- Exercise prompt
Look through the data below and show every line that includes "prompts".

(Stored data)
------------------------

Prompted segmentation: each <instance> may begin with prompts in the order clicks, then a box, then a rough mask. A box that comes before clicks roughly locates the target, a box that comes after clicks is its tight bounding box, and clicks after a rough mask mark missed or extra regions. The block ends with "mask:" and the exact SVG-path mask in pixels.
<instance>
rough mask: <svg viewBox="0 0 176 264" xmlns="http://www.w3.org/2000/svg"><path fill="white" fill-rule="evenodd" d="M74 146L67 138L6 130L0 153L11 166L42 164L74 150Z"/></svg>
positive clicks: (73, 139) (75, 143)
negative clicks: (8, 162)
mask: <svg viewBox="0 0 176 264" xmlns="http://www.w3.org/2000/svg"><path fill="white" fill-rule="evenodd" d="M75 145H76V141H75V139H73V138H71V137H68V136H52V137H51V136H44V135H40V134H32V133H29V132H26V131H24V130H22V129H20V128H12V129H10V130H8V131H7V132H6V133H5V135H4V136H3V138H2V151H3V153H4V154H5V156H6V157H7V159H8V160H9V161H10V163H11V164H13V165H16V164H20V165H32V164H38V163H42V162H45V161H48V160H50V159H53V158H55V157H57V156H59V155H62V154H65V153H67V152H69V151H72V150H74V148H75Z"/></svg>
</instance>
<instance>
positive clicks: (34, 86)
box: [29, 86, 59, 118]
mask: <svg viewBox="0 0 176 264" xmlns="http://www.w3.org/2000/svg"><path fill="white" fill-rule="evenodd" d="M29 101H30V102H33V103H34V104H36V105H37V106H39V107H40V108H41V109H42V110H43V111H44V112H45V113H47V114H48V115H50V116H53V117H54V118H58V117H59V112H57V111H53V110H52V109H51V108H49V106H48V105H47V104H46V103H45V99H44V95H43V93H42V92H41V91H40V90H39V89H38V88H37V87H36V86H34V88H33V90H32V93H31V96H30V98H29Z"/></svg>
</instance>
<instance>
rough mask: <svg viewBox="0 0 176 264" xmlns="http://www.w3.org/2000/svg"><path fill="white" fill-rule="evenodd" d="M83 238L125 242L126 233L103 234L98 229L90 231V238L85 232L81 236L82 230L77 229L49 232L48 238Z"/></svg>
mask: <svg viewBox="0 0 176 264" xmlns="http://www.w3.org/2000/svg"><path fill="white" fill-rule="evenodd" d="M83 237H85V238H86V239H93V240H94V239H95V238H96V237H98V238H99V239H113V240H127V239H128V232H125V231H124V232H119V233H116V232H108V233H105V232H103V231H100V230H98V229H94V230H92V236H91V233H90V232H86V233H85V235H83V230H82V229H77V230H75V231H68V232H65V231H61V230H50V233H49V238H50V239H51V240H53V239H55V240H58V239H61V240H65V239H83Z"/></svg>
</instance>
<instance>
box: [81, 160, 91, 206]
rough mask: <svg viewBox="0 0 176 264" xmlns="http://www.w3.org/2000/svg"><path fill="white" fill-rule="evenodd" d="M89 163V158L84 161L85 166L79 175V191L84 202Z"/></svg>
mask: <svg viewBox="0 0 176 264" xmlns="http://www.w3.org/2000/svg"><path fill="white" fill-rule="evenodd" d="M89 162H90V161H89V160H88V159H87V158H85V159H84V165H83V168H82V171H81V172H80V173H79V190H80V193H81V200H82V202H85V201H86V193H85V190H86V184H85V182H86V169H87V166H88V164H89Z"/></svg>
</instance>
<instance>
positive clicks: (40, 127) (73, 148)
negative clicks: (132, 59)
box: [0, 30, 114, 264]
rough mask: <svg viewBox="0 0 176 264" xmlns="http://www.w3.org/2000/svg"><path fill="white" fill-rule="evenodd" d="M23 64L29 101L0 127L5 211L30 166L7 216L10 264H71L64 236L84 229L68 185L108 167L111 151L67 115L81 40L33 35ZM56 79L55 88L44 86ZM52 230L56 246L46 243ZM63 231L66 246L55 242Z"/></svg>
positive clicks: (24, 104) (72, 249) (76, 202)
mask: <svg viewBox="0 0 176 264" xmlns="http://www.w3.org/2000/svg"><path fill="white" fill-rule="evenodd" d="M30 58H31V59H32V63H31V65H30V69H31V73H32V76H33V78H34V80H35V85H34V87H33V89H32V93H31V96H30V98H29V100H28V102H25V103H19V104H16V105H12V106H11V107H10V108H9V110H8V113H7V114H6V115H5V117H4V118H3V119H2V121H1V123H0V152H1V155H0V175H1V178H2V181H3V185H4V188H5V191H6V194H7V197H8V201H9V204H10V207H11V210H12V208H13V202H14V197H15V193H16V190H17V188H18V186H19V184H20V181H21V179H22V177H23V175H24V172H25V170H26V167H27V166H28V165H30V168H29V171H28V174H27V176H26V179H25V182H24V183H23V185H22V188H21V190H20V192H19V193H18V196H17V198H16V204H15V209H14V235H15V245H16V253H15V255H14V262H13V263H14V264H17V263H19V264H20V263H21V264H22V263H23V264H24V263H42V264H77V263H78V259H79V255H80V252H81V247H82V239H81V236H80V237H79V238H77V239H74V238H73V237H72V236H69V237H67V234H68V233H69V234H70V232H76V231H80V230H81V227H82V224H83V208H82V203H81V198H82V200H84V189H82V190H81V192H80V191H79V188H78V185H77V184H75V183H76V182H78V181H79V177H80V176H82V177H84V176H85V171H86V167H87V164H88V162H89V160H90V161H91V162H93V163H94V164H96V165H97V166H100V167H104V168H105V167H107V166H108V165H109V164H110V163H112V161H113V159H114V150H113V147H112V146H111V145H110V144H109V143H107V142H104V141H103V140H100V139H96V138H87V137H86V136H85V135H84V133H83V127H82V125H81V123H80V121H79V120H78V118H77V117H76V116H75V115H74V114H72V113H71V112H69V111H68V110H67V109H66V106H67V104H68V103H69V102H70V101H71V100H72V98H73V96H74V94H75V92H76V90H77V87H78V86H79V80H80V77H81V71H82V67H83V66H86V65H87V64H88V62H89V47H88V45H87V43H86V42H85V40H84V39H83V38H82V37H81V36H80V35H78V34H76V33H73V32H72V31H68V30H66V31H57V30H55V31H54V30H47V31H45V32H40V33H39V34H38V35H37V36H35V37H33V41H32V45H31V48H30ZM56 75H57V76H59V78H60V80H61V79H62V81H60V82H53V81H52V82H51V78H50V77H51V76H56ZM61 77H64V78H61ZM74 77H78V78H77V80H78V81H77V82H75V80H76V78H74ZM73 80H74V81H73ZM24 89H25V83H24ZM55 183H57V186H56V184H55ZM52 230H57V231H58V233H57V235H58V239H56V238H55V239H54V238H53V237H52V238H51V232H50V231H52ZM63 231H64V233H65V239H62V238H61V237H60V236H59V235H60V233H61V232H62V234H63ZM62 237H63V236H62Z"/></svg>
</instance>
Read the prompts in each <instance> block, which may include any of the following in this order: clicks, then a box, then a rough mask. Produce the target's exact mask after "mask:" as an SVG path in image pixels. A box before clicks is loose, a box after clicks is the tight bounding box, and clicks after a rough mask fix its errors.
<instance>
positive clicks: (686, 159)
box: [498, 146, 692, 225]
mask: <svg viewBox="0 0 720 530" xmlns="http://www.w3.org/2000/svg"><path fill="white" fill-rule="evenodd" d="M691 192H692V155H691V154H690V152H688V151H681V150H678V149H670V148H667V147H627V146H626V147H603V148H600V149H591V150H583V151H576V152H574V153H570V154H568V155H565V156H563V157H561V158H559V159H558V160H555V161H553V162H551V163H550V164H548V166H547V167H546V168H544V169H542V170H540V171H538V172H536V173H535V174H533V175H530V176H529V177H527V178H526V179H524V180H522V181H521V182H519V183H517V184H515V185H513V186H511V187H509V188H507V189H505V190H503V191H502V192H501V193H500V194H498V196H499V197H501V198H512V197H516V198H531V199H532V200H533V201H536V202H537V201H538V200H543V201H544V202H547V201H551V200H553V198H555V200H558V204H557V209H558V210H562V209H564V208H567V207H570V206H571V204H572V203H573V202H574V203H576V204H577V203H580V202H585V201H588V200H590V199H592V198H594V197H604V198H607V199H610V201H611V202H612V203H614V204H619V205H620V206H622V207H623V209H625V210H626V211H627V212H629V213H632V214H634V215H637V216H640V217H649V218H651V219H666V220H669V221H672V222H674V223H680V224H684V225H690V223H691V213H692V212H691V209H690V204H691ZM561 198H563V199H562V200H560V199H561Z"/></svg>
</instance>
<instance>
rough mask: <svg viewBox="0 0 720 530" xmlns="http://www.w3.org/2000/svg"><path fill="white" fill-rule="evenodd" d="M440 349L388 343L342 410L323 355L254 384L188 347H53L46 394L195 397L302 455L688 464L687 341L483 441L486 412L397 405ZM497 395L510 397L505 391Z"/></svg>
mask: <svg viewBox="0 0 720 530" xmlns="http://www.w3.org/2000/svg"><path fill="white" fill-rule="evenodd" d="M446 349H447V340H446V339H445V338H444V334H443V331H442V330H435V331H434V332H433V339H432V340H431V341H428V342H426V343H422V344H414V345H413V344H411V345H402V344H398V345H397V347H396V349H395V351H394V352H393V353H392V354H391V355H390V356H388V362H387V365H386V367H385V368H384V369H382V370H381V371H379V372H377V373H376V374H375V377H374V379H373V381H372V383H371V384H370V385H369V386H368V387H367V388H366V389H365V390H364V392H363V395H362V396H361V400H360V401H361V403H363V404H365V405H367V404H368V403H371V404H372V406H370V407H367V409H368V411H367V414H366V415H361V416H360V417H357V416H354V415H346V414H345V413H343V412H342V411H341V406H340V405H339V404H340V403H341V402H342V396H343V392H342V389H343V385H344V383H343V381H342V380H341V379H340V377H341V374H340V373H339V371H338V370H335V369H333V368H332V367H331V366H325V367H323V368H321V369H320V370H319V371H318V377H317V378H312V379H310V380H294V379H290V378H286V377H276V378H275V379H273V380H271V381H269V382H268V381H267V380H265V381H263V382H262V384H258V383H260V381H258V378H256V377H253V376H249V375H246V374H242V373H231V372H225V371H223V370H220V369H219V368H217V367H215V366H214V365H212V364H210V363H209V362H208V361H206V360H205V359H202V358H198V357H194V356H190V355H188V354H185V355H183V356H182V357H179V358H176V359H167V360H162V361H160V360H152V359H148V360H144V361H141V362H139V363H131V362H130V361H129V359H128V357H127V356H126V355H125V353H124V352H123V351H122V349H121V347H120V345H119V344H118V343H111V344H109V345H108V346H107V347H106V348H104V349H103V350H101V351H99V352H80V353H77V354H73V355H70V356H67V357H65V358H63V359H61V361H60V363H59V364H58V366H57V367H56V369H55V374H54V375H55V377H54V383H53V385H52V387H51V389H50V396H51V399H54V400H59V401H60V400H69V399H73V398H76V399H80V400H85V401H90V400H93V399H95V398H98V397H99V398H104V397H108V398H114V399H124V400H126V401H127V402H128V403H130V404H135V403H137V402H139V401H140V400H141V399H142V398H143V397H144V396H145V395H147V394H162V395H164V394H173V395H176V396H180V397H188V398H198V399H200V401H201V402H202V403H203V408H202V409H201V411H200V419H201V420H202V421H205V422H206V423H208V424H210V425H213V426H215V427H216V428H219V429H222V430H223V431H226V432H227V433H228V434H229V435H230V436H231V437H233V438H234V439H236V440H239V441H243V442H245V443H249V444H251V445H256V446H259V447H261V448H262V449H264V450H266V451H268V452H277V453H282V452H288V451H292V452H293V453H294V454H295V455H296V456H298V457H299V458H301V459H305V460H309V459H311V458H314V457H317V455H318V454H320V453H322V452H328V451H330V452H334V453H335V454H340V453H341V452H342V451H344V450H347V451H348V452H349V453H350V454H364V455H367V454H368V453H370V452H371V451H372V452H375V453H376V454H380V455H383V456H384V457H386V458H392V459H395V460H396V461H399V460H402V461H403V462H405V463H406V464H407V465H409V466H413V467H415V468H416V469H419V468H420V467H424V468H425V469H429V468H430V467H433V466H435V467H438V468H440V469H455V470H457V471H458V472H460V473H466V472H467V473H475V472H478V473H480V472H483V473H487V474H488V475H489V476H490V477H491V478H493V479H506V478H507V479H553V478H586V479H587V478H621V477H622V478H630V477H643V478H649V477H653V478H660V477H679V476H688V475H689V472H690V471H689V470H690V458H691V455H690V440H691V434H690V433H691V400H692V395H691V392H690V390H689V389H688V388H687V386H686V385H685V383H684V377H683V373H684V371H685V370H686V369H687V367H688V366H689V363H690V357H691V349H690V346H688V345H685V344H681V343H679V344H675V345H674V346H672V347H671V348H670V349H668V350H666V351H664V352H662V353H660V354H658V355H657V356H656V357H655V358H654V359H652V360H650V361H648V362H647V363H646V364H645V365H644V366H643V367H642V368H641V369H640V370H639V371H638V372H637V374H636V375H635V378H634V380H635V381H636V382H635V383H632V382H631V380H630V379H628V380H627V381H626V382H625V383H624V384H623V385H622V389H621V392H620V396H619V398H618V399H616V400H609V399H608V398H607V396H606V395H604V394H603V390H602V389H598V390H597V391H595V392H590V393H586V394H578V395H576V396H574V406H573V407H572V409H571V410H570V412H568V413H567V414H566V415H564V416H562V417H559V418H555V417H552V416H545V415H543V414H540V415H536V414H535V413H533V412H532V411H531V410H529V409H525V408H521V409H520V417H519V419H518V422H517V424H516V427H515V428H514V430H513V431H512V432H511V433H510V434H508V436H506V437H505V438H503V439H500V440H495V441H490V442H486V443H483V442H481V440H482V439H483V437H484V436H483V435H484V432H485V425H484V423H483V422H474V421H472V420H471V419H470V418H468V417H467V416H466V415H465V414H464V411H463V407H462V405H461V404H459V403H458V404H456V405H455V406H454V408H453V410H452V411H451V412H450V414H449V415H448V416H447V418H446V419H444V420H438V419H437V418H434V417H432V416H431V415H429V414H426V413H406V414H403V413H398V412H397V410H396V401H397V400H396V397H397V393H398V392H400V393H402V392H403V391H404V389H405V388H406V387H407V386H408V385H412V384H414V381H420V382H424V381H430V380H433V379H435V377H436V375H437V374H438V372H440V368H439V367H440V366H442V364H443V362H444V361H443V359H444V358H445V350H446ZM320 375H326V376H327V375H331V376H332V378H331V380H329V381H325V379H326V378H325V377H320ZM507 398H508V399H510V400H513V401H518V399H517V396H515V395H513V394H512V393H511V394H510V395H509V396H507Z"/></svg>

------------------------

- Response to the task
Prompted segmentation: each <instance> may begin with prompts in the order clicks, then a box, then a rough mask. A box that comes before clicks roughly locates the target, a box that comes after clicks is its tight bounding box, and clicks after a rough mask mark missed or extra regions. The block ends with "mask:" and the exact SVG-path mask in pixels.
Read the prompts in each <instance> block, which may include any of the following in this order: clicks, then a box, then a rough mask. Produce the target's exact mask after "mask:" as an SVG path in image pixels. A box before clicks is loose, a box after clicks is the tight bounding box, and clicks after a rough mask fix its errors.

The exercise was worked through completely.